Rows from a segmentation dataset
════════
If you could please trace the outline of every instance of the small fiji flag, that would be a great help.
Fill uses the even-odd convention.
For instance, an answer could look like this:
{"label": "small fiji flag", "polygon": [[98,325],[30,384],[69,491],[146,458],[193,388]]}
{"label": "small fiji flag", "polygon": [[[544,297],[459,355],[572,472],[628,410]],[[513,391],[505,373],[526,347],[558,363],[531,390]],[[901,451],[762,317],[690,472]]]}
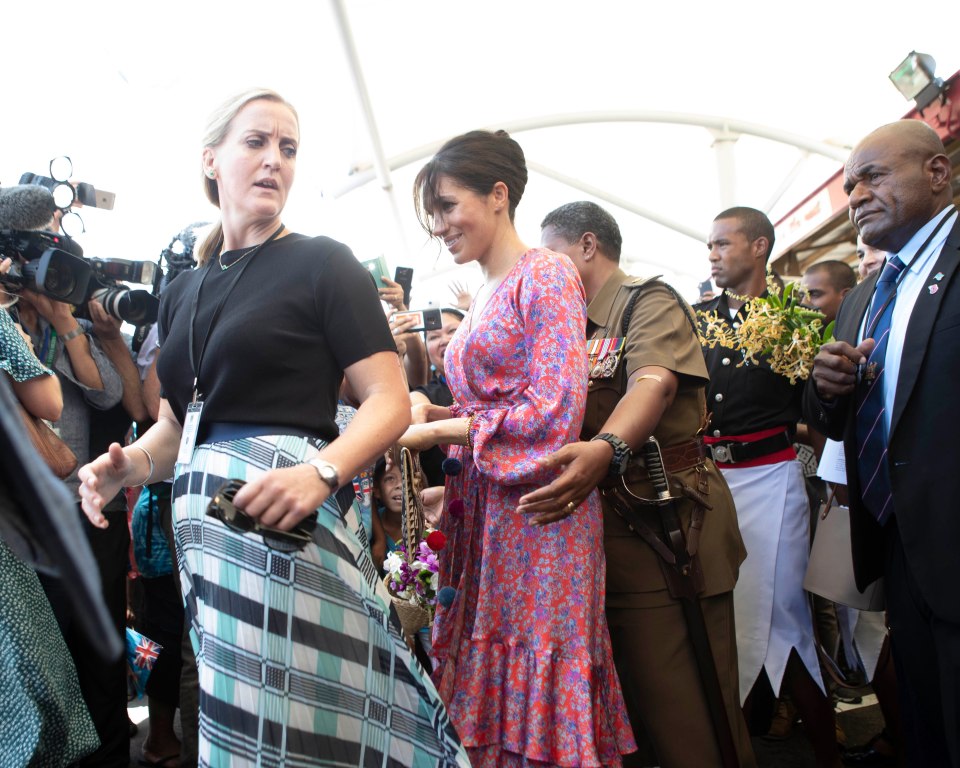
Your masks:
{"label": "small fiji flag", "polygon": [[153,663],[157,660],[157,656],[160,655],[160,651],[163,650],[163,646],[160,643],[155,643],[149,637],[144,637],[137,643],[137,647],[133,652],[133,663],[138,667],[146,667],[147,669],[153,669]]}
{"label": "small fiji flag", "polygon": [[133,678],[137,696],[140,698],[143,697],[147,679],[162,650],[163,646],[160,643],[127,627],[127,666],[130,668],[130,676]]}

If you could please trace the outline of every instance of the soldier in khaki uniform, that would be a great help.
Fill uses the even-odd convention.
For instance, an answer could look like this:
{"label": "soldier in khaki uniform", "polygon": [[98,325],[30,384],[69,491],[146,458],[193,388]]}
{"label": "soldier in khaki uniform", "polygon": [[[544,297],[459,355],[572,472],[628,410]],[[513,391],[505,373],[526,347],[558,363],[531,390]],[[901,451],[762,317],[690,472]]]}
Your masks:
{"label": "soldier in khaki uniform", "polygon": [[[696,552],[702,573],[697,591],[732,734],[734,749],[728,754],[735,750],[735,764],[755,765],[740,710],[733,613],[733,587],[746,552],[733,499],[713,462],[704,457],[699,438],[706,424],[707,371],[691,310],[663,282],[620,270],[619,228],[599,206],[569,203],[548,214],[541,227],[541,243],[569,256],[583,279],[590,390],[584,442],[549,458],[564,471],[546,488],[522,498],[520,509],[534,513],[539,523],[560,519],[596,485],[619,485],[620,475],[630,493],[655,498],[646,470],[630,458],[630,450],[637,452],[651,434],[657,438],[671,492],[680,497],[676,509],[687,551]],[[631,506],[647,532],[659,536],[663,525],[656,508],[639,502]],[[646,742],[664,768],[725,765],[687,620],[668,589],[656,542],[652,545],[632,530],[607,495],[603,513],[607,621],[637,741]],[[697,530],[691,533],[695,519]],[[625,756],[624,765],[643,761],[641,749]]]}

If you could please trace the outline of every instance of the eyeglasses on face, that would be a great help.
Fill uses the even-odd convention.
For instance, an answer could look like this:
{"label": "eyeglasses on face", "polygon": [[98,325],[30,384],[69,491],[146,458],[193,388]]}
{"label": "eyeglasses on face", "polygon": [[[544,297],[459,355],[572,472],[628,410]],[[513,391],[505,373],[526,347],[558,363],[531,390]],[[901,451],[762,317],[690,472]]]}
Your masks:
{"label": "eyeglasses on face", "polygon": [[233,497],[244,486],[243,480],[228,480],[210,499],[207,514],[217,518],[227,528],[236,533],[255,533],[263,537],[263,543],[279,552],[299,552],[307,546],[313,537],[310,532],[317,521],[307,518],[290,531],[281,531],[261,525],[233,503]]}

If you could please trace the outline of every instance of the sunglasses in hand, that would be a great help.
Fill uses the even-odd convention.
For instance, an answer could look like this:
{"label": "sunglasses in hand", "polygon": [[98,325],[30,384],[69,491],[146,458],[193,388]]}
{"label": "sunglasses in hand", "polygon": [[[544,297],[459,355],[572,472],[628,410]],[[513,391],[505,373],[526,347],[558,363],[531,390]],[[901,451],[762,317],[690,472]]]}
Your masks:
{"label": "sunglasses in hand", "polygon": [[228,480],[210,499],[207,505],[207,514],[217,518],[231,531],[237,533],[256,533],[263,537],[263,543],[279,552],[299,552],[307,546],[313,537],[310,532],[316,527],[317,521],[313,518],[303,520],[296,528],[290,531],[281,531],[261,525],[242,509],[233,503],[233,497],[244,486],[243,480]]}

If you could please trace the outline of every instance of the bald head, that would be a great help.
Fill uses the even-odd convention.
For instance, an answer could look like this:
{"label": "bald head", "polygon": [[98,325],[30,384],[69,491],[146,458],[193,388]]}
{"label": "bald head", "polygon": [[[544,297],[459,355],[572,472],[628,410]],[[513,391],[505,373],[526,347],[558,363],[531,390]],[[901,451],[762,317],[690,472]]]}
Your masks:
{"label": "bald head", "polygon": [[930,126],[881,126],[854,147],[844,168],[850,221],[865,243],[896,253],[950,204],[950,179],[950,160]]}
════════
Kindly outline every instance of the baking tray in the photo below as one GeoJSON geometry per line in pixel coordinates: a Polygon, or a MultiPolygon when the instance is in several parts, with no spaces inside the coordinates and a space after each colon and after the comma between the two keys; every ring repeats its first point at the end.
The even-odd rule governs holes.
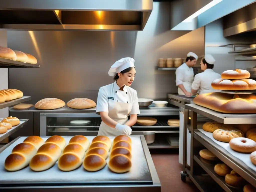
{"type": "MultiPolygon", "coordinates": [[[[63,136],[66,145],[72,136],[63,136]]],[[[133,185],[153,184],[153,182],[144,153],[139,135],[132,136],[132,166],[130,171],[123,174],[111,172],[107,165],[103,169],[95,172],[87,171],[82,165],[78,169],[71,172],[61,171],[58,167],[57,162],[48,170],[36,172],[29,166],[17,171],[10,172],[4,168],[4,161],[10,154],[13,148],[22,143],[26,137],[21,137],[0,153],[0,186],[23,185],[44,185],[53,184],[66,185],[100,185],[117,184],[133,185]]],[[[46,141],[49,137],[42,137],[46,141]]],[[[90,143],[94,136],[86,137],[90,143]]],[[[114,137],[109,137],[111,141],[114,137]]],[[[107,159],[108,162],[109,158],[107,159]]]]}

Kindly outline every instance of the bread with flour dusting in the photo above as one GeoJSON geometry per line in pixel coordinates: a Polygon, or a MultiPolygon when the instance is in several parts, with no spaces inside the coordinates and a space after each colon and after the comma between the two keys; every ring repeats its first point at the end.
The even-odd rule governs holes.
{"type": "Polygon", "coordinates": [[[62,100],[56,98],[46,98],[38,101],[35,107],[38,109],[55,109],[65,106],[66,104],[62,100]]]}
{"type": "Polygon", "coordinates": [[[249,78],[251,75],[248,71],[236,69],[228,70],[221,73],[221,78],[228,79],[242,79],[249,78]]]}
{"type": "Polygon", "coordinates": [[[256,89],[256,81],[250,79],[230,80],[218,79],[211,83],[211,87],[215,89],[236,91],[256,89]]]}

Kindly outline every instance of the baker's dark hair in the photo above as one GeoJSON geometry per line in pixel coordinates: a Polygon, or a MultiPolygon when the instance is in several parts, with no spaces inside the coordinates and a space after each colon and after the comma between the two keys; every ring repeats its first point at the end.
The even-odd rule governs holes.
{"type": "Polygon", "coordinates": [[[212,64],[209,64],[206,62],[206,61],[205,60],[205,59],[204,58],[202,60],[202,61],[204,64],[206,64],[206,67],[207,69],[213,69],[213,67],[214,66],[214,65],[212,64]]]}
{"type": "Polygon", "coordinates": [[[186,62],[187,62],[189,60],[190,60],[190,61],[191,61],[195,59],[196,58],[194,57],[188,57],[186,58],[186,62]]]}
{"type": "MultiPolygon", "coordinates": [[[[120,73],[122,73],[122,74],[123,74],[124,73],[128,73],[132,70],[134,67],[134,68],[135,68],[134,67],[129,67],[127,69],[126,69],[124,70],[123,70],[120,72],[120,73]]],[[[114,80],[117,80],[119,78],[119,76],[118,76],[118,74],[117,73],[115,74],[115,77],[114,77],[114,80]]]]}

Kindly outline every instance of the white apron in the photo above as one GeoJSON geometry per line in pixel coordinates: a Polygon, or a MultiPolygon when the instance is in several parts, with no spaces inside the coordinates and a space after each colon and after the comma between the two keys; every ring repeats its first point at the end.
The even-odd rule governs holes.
════════
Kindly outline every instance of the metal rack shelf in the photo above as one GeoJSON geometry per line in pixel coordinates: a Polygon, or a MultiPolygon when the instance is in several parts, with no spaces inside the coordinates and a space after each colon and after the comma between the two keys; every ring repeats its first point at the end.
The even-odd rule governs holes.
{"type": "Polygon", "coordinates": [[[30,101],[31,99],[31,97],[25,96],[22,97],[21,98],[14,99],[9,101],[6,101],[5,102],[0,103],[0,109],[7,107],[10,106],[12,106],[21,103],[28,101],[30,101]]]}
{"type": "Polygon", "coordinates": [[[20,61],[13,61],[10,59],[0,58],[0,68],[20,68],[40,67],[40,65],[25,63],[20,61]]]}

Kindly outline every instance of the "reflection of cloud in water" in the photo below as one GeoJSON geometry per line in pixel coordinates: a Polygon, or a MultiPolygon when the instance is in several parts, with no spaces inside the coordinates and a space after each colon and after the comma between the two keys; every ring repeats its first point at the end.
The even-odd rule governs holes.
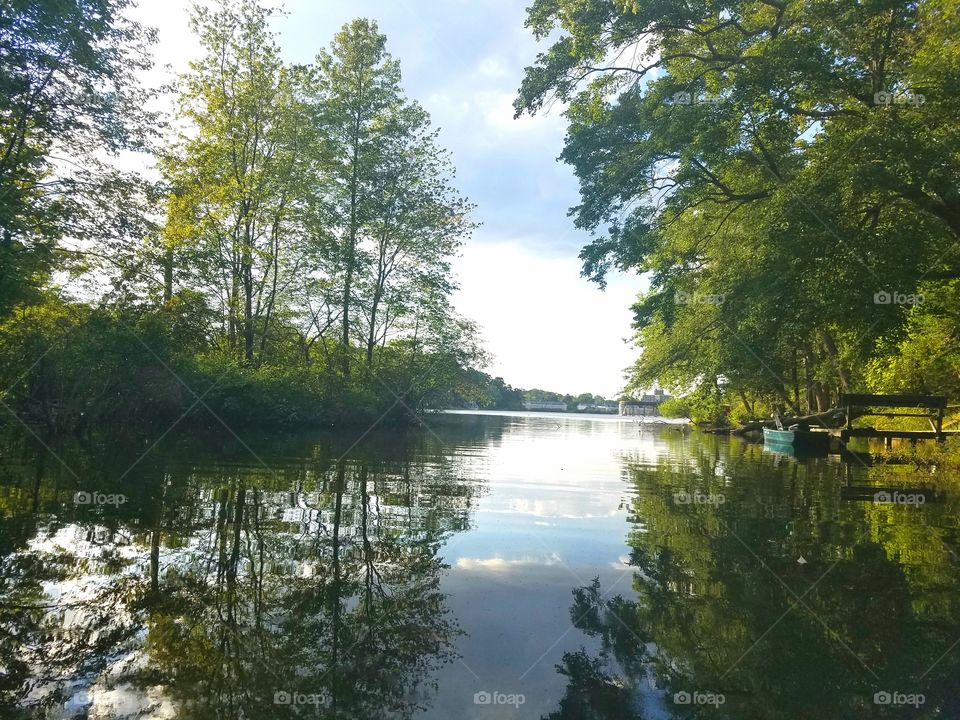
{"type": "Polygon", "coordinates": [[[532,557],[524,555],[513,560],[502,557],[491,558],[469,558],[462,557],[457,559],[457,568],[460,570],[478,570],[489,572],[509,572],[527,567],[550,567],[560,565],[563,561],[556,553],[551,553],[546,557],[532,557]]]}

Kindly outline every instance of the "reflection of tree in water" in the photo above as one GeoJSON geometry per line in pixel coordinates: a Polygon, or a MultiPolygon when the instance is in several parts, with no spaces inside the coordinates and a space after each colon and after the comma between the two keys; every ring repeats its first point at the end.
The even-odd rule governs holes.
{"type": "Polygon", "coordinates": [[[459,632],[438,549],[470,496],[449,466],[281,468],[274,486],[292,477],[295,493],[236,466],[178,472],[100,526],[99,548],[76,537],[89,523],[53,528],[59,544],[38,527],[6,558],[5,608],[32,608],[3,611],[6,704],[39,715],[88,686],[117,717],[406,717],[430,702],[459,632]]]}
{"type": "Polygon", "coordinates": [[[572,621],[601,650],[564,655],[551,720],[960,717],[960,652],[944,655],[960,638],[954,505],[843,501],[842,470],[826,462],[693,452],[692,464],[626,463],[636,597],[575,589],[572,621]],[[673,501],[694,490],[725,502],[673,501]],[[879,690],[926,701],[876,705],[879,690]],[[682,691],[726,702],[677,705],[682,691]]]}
════════
> **OBJECTIVE**
State how many lines in the rows above contain the string "great". Reply with the number alone.

> **TASK RESULT**
5